- **WRITTEN TASK**: Report every line of the rows that contains the word "water", treating uppercase and lowercase letters as different.

# start of RAW DATA

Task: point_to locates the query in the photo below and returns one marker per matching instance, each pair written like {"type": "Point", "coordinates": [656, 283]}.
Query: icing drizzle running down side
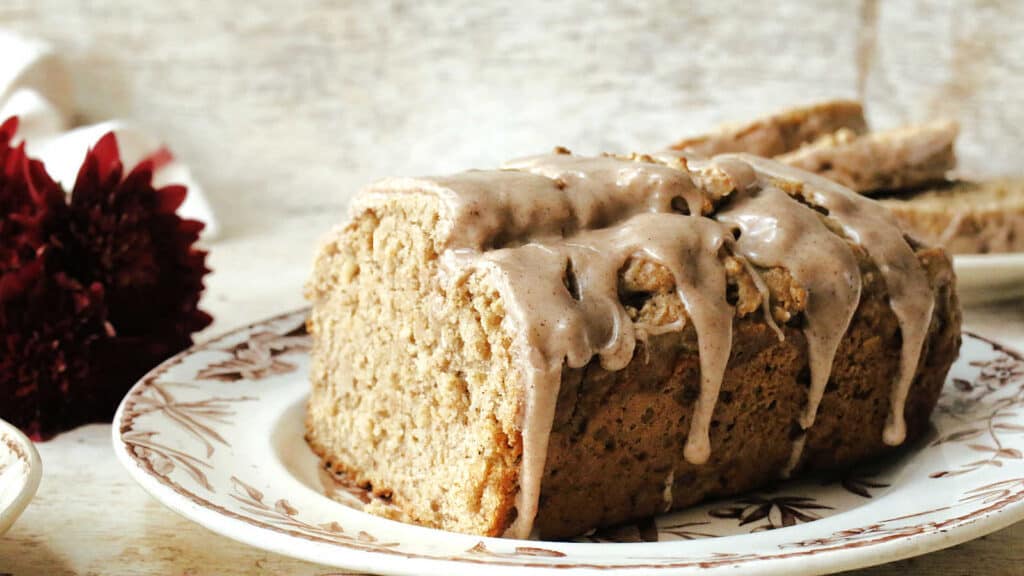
{"type": "Point", "coordinates": [570, 326]}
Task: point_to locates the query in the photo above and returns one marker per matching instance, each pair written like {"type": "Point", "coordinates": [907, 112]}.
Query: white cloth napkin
{"type": "Point", "coordinates": [36, 86]}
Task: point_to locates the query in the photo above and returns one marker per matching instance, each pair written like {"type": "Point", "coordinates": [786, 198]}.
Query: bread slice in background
{"type": "Point", "coordinates": [779, 132]}
{"type": "Point", "coordinates": [903, 158]}
{"type": "Point", "coordinates": [966, 217]}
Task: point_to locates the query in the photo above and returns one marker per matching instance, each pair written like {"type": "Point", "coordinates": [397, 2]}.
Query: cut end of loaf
{"type": "Point", "coordinates": [411, 378]}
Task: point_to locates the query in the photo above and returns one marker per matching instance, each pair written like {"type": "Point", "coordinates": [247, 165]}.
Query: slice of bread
{"type": "Point", "coordinates": [779, 132]}
{"type": "Point", "coordinates": [966, 217]}
{"type": "Point", "coordinates": [903, 158]}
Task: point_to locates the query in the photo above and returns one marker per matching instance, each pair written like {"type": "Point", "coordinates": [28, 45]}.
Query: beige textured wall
{"type": "Point", "coordinates": [293, 105]}
{"type": "Point", "coordinates": [285, 109]}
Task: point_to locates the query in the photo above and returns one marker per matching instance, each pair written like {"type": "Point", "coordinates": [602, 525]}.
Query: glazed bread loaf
{"type": "Point", "coordinates": [574, 342]}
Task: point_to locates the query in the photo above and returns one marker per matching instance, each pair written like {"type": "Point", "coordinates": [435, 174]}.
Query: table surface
{"type": "Point", "coordinates": [284, 109]}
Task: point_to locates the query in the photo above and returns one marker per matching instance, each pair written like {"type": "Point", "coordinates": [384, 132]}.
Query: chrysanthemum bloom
{"type": "Point", "coordinates": [48, 321]}
{"type": "Point", "coordinates": [93, 292]}
{"type": "Point", "coordinates": [126, 236]}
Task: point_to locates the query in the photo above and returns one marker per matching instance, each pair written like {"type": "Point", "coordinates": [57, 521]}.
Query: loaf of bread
{"type": "Point", "coordinates": [966, 217]}
{"type": "Point", "coordinates": [902, 158]}
{"type": "Point", "coordinates": [574, 342]}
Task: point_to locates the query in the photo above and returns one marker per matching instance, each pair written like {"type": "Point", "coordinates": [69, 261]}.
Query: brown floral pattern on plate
{"type": "Point", "coordinates": [175, 432]}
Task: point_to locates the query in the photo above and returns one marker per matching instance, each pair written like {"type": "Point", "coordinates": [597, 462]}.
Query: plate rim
{"type": "Point", "coordinates": [842, 557]}
{"type": "Point", "coordinates": [26, 451]}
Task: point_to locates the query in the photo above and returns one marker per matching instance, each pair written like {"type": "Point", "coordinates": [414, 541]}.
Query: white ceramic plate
{"type": "Point", "coordinates": [19, 474]}
{"type": "Point", "coordinates": [986, 278]}
{"type": "Point", "coordinates": [215, 434]}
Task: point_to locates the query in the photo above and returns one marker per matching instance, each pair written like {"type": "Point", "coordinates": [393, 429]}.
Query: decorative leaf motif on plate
{"type": "Point", "coordinates": [989, 407]}
{"type": "Point", "coordinates": [259, 357]}
{"type": "Point", "coordinates": [777, 511]}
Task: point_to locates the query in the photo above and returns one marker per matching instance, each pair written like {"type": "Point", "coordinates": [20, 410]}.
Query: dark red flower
{"type": "Point", "coordinates": [48, 321]}
{"type": "Point", "coordinates": [92, 293]}
{"type": "Point", "coordinates": [127, 237]}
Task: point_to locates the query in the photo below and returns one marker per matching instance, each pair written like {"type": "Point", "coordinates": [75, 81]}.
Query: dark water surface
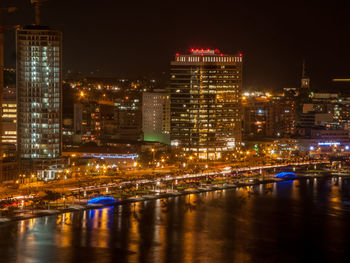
{"type": "Point", "coordinates": [300, 221]}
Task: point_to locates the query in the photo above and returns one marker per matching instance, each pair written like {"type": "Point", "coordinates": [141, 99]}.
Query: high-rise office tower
{"type": "Point", "coordinates": [205, 103]}
{"type": "Point", "coordinates": [39, 88]}
{"type": "Point", "coordinates": [156, 116]}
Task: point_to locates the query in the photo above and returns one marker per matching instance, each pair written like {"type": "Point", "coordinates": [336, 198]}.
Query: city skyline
{"type": "Point", "coordinates": [132, 41]}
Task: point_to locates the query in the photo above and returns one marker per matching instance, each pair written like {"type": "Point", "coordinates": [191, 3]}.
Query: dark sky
{"type": "Point", "coordinates": [139, 38]}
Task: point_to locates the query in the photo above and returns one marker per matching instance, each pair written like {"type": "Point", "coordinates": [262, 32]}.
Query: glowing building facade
{"type": "Point", "coordinates": [205, 103]}
{"type": "Point", "coordinates": [156, 116]}
{"type": "Point", "coordinates": [39, 86]}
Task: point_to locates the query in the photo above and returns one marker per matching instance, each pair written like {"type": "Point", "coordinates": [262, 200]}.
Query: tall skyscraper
{"type": "Point", "coordinates": [39, 92]}
{"type": "Point", "coordinates": [156, 116]}
{"type": "Point", "coordinates": [205, 103]}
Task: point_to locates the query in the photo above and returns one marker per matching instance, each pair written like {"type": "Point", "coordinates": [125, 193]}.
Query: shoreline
{"type": "Point", "coordinates": [150, 197]}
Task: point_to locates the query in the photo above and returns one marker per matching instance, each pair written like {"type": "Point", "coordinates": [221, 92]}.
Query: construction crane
{"type": "Point", "coordinates": [37, 4]}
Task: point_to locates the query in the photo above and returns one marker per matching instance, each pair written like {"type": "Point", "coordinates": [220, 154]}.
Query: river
{"type": "Point", "coordinates": [306, 220]}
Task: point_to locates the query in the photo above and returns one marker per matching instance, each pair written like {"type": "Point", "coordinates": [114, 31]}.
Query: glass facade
{"type": "Point", "coordinates": [205, 103]}
{"type": "Point", "coordinates": [39, 52]}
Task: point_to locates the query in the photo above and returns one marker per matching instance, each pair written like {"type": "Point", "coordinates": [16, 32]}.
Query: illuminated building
{"type": "Point", "coordinates": [205, 102]}
{"type": "Point", "coordinates": [156, 116]}
{"type": "Point", "coordinates": [39, 85]}
{"type": "Point", "coordinates": [258, 115]}
{"type": "Point", "coordinates": [285, 113]}
{"type": "Point", "coordinates": [128, 117]}
{"type": "Point", "coordinates": [93, 121]}
{"type": "Point", "coordinates": [9, 116]}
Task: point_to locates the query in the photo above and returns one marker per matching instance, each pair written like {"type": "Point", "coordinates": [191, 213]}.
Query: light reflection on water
{"type": "Point", "coordinates": [278, 222]}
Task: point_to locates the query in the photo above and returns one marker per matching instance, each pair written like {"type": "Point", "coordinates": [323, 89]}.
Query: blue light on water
{"type": "Point", "coordinates": [285, 175]}
{"type": "Point", "coordinates": [102, 200]}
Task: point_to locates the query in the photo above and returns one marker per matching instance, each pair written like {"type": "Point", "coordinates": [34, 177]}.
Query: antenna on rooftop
{"type": "Point", "coordinates": [37, 4]}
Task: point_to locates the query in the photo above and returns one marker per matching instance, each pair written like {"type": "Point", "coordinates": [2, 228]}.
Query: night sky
{"type": "Point", "coordinates": [139, 38]}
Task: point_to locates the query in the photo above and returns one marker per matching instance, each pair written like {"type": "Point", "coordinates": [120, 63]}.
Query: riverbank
{"type": "Point", "coordinates": [25, 214]}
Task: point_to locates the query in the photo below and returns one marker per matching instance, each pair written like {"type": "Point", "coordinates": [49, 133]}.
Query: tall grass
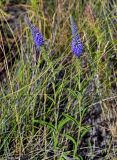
{"type": "Point", "coordinates": [43, 104]}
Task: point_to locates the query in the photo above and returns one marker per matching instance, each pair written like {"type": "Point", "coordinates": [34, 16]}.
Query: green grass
{"type": "Point", "coordinates": [43, 106]}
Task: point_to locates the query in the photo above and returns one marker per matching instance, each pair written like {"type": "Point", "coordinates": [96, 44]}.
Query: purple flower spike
{"type": "Point", "coordinates": [77, 46]}
{"type": "Point", "coordinates": [37, 36]}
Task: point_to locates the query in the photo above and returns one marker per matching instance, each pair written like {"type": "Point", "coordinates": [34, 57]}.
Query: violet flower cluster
{"type": "Point", "coordinates": [77, 46]}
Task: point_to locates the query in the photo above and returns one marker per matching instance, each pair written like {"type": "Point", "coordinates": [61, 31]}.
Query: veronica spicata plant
{"type": "Point", "coordinates": [37, 36]}
{"type": "Point", "coordinates": [77, 46]}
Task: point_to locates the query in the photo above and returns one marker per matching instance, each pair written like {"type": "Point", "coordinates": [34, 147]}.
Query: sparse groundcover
{"type": "Point", "coordinates": [58, 80]}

# end of RAW DATA

- **SOLUTION TO THIS EXERCISE**:
Query: dark water surface
Query: light reflection on water
Query: blue light on water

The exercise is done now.